## OPDRACHT
Schrijf het deel van het materiaal dat begint met de regel met "TARGET = dark blue jeans" en eindigt met de regel met "(1023, 649)" opnieuw uit. Vervang daarin "dark blue jeans" overal door "light blue jeans" en laat de rest ongewijzigd.

## OVERZICHT MATERIAAL
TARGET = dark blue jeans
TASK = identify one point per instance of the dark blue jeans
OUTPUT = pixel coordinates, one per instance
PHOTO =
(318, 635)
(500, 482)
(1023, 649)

--

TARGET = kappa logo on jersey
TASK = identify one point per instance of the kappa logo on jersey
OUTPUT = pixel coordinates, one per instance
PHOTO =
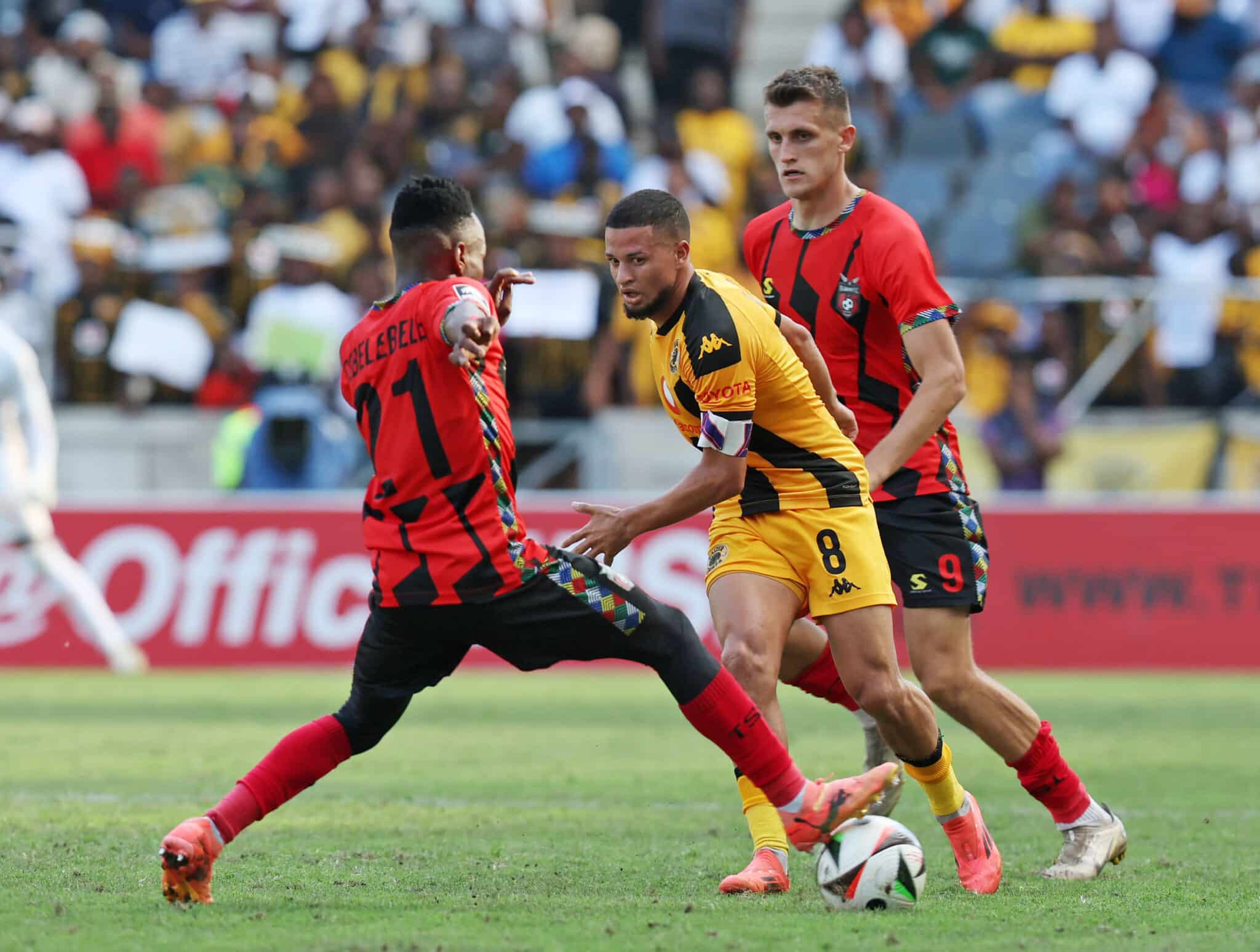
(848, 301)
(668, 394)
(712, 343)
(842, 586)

## UITWERKING
TARGET = light blue jeans
TASK = identify one point per instance of the light blue jeans
OUTPUT = pixel coordinates, one per instance
PHOTO =
(318, 635)
(500, 482)
(1023, 649)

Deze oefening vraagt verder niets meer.